[Data items]
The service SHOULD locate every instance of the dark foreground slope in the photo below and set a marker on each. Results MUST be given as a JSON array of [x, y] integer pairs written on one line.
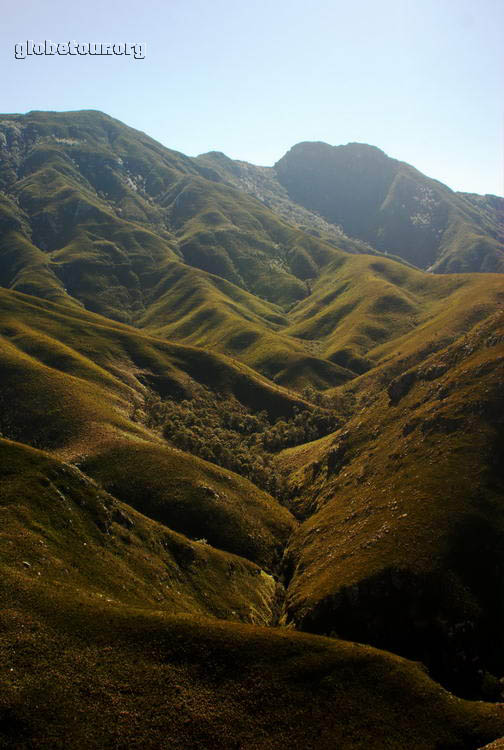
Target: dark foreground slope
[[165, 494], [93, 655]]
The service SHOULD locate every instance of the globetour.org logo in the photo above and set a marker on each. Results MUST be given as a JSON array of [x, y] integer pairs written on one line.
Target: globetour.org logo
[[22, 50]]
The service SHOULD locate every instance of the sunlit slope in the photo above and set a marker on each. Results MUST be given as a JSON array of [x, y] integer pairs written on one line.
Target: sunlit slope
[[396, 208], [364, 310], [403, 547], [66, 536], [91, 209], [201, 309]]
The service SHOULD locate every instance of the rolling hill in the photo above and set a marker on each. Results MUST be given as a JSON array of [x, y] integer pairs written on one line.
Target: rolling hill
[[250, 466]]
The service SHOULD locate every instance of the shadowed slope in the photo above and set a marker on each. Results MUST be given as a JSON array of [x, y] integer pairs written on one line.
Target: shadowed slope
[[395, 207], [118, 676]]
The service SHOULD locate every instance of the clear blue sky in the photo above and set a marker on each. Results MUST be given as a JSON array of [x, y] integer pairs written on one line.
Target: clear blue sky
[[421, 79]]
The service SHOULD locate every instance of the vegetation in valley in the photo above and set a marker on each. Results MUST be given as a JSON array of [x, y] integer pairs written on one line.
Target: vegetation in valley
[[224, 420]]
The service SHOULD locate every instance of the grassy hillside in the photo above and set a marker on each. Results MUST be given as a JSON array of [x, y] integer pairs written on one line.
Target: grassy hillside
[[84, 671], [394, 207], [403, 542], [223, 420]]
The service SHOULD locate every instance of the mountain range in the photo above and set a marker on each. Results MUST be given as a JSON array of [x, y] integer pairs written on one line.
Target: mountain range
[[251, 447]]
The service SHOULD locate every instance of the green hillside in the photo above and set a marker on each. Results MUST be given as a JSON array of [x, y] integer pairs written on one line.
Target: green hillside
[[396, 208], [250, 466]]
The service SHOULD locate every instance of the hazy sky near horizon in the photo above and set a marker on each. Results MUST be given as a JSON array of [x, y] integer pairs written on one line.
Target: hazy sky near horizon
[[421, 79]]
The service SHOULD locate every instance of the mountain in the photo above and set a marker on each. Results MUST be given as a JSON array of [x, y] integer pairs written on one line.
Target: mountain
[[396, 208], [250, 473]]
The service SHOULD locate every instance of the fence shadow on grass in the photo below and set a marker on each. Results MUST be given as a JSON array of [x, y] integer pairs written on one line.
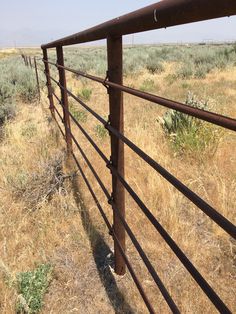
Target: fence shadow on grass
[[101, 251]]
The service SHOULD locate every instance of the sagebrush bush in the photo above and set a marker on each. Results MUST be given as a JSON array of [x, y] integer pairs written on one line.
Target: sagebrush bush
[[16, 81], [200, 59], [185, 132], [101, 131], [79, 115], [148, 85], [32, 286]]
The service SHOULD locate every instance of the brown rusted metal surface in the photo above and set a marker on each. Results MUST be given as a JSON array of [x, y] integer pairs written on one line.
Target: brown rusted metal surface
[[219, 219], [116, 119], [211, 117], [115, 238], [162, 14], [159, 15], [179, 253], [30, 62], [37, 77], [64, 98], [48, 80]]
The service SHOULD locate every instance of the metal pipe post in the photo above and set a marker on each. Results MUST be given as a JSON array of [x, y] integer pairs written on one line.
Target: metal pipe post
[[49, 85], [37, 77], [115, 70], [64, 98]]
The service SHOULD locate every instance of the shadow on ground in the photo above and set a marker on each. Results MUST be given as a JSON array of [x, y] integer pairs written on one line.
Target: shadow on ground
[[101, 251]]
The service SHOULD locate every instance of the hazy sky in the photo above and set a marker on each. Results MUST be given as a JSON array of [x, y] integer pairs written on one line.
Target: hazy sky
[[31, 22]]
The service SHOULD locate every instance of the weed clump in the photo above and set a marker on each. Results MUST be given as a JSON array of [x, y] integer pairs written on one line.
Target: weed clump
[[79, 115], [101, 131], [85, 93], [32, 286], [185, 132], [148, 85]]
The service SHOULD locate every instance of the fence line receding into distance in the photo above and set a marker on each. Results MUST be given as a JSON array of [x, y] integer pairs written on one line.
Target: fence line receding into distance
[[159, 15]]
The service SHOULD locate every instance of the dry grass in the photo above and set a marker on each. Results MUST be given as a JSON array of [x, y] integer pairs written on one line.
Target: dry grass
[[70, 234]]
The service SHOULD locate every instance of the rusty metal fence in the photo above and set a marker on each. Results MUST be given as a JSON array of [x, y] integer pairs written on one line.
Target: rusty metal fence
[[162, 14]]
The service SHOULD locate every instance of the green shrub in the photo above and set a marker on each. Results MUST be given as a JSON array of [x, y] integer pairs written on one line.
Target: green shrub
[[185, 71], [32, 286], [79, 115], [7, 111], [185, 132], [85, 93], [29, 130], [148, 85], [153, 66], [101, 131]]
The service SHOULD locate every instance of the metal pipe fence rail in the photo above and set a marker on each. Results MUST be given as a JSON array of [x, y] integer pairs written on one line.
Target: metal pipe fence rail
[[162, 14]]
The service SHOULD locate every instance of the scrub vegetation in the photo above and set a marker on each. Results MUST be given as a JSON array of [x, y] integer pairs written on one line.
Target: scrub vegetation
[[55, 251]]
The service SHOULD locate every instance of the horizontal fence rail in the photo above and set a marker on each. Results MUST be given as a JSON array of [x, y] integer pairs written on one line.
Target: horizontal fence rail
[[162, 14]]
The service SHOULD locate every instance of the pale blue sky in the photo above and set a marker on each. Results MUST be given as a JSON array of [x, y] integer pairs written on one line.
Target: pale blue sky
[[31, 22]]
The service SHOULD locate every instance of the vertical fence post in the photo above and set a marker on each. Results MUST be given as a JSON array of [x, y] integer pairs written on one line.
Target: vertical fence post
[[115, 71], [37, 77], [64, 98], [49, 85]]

[Work to do]:
Rewrite everything from the line containing "The service SHOULD locate every instance of the metal pipe post" down to the line containing "[[49, 85], [37, 77], [115, 70], [64, 98]]", changing "metal pipe post" to "steel pipe post" and leaving the rest untouched.

[Result of this task]:
The service SHOULD locate every instance of the steel pipe post in the photo above and set a marker on each. Results MUST be given as a JSON array of [x, y] integer pairs written on one line.
Target: steel pipe post
[[49, 85], [37, 77], [115, 70], [64, 98]]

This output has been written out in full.